● **Do this**:
Set down the line that contains "Is there any man" and every line after it to the end of the entries, exactly as they stand and nothing more.

Region annotation entries:
----

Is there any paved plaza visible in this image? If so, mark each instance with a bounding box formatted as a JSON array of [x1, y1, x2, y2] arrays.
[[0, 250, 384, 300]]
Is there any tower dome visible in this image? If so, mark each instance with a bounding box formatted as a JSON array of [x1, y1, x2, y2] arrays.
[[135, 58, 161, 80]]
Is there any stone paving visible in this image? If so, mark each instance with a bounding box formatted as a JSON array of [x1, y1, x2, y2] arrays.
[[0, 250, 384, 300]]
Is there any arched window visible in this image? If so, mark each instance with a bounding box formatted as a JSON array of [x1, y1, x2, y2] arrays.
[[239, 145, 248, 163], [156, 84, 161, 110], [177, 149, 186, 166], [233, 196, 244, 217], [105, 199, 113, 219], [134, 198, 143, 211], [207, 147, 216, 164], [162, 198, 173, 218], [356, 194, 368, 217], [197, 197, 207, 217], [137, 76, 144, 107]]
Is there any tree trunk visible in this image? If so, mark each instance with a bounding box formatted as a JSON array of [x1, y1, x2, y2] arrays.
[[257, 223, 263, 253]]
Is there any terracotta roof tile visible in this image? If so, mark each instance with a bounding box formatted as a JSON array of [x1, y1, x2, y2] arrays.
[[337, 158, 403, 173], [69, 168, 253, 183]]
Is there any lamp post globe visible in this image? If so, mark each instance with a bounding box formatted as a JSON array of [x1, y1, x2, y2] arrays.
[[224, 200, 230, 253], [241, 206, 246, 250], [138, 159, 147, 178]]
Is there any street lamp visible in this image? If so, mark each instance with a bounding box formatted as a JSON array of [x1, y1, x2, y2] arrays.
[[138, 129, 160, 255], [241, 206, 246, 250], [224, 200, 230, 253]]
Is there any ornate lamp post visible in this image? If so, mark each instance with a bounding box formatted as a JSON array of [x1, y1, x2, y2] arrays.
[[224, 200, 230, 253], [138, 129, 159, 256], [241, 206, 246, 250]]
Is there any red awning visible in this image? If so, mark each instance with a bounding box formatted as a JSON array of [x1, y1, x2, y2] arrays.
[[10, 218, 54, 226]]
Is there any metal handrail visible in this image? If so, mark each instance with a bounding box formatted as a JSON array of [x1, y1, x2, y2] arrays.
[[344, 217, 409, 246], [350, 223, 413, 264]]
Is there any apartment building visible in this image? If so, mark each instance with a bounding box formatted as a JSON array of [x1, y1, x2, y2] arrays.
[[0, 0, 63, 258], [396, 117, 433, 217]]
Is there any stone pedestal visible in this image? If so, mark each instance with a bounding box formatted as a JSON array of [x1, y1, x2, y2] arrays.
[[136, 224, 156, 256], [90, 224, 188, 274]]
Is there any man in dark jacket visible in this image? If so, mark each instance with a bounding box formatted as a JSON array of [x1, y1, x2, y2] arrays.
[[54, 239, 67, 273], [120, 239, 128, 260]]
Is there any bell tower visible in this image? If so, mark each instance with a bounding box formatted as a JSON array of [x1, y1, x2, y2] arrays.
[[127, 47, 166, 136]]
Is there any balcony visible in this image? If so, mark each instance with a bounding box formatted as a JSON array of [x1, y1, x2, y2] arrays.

----

● **Exercise output**:
Is there any man in dark jacket visible in this image? If so, mark each instance with a bounding box formatted as a JSON array of [x1, y1, x2, y2] arrays.
[[54, 239, 67, 273], [120, 239, 128, 260]]
Is there any bell tower visible in this image? If so, mark each instance with a bounding box formatted as a JSON array of [x1, y1, x2, y2] arrays.
[[127, 47, 166, 136]]
Is there any balcony visible in this image? If so, mark each instance with a bounding box formatted as a JSON array of [x1, y1, x2, y2] arrays.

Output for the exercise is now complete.